— start Information provided —

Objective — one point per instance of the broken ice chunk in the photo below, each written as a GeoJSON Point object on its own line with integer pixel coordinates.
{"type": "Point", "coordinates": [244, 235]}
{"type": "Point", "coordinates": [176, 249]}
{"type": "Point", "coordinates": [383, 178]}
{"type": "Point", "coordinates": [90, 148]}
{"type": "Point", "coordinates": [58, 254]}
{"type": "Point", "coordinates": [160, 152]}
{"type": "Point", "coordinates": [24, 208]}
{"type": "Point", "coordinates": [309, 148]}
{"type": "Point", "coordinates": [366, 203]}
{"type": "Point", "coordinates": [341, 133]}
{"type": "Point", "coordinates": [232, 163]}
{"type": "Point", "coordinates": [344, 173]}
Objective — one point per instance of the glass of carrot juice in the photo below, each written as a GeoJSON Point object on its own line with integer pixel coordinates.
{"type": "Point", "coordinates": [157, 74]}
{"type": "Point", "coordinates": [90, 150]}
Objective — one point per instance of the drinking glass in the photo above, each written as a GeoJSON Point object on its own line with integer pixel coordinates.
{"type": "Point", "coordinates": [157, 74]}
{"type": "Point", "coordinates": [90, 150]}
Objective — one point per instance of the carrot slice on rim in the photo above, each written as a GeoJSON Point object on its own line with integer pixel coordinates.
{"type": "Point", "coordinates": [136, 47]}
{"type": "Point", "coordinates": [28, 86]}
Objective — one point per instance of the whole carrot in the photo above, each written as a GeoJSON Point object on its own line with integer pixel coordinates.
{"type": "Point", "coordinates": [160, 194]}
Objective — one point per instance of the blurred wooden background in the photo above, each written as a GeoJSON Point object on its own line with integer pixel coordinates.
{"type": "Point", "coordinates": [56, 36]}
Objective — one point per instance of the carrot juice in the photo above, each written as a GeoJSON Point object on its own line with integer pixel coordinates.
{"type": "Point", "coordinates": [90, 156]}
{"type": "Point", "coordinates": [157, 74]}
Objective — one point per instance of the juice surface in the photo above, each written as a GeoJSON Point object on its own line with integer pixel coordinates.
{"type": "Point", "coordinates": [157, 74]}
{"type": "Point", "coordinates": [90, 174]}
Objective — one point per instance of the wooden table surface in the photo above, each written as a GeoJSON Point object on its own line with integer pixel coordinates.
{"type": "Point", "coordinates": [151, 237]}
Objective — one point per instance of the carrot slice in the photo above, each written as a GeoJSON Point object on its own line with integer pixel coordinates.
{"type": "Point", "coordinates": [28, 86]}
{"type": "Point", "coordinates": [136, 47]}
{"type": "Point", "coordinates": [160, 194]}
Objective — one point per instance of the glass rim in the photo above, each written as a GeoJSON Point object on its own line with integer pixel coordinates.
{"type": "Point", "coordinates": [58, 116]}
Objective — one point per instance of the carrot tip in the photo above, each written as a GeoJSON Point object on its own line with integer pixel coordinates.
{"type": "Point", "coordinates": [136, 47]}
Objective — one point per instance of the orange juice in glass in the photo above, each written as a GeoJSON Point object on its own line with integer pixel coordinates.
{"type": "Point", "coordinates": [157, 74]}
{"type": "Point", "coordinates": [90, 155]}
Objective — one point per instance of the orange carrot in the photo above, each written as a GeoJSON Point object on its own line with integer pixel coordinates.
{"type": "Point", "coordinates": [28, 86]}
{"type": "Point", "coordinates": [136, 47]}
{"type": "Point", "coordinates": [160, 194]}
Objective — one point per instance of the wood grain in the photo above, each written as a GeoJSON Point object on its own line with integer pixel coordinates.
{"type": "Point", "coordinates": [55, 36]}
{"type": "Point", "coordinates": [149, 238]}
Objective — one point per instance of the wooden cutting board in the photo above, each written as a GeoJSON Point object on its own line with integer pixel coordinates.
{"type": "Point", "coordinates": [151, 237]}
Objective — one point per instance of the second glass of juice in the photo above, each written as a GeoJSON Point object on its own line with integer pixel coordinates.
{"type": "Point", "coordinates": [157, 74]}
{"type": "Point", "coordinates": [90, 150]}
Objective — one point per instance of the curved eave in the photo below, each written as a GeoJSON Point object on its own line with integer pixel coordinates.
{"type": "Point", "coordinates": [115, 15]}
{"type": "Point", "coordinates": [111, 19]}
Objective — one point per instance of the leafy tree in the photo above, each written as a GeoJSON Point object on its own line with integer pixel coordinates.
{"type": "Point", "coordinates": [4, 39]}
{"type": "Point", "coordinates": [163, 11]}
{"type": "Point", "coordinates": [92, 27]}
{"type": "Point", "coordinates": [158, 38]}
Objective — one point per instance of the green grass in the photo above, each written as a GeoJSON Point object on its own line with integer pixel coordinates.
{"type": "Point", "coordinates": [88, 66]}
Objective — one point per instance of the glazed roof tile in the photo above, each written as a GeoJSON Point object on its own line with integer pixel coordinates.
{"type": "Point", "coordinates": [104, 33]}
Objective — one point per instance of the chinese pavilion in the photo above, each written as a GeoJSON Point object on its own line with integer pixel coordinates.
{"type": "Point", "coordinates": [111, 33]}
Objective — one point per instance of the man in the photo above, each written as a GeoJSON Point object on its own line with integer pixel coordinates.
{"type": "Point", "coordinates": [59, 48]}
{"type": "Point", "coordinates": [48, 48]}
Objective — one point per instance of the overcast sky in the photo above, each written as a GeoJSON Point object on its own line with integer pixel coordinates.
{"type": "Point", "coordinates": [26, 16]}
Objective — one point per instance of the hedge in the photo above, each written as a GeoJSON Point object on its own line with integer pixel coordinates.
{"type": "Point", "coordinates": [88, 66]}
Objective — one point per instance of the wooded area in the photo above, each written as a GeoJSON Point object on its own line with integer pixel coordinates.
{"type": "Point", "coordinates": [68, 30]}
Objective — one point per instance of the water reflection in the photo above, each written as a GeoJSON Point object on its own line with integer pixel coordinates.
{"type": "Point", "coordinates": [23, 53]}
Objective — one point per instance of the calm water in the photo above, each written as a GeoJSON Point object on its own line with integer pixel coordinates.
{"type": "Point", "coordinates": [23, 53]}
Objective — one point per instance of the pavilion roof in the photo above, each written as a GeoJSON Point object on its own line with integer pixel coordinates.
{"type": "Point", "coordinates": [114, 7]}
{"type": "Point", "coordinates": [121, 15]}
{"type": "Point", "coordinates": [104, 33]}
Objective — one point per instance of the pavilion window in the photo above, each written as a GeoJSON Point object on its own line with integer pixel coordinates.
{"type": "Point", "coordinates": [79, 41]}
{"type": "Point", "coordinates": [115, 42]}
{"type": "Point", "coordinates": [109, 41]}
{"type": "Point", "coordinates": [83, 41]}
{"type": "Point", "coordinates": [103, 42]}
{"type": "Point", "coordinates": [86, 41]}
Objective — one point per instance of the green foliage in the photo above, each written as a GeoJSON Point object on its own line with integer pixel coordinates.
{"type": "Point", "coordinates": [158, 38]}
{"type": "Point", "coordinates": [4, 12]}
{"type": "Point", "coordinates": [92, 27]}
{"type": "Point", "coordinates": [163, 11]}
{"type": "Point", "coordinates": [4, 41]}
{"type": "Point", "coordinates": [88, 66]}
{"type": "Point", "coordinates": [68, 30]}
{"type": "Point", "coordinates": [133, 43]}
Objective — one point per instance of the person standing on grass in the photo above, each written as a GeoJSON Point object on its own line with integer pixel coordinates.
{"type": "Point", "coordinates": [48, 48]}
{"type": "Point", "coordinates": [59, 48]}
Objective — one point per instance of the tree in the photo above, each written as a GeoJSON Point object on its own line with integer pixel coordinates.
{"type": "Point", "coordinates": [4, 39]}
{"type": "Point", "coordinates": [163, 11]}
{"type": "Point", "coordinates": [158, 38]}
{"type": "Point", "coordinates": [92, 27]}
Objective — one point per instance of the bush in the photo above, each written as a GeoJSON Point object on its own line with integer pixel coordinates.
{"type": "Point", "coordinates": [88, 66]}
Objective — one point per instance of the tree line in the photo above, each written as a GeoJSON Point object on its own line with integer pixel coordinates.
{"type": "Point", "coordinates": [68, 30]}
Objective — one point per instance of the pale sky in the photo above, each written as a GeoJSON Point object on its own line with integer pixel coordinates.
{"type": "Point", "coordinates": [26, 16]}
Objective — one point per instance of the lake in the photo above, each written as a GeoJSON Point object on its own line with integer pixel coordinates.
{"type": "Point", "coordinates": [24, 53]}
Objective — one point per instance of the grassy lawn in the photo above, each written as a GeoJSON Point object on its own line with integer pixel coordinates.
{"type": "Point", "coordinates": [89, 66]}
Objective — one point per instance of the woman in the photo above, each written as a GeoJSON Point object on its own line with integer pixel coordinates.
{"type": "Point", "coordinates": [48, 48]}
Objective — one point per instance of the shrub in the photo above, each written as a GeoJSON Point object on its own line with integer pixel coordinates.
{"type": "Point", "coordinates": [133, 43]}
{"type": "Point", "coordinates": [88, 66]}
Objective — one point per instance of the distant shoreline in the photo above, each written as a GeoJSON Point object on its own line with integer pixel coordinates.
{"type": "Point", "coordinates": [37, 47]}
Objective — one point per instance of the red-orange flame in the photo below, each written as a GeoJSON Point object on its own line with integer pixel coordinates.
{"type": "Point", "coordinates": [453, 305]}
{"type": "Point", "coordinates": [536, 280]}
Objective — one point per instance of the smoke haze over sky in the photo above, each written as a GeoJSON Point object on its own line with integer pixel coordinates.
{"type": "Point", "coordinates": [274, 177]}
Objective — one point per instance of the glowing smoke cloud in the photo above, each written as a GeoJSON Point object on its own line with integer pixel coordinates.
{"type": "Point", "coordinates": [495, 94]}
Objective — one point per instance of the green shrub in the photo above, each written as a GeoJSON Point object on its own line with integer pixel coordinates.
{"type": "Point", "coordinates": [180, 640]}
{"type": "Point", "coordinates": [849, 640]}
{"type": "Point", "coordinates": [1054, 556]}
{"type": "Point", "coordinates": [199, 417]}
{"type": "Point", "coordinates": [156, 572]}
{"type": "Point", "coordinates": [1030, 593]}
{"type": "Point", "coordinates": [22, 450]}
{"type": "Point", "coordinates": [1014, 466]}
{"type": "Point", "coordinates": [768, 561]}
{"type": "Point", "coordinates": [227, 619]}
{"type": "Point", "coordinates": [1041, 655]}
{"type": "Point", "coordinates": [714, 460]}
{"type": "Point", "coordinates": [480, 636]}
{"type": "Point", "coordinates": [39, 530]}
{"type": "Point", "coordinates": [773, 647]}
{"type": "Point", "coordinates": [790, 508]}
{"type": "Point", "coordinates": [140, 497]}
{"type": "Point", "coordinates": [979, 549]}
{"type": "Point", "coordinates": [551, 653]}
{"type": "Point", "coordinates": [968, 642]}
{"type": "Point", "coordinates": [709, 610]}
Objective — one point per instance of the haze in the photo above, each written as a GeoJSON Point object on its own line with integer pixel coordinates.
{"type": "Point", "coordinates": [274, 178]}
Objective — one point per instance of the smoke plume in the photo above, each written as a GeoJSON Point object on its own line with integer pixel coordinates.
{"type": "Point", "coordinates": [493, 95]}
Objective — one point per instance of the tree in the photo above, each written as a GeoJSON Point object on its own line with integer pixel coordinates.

— end Information provided —

- _Description of the task_
Exact repetition is required for the lines from the one that contains "Objective — one point per instance of the haze" through the final line; leave out everything else.

- _The result_
Objective — one point per instance of the haze in the photo above, each written as a GeoJSON Point object on its own line with integer pixel coordinates.
{"type": "Point", "coordinates": [274, 178]}
Objective — one point per instance of the smoke plume in the photo above, each written as a GeoJSON Point object on its own line with integer pixel coordinates.
{"type": "Point", "coordinates": [493, 95]}
Objective — one point per instance of the tree in the photo above, each written as a GeoJSON Point object on its own line with integer pixel coordinates.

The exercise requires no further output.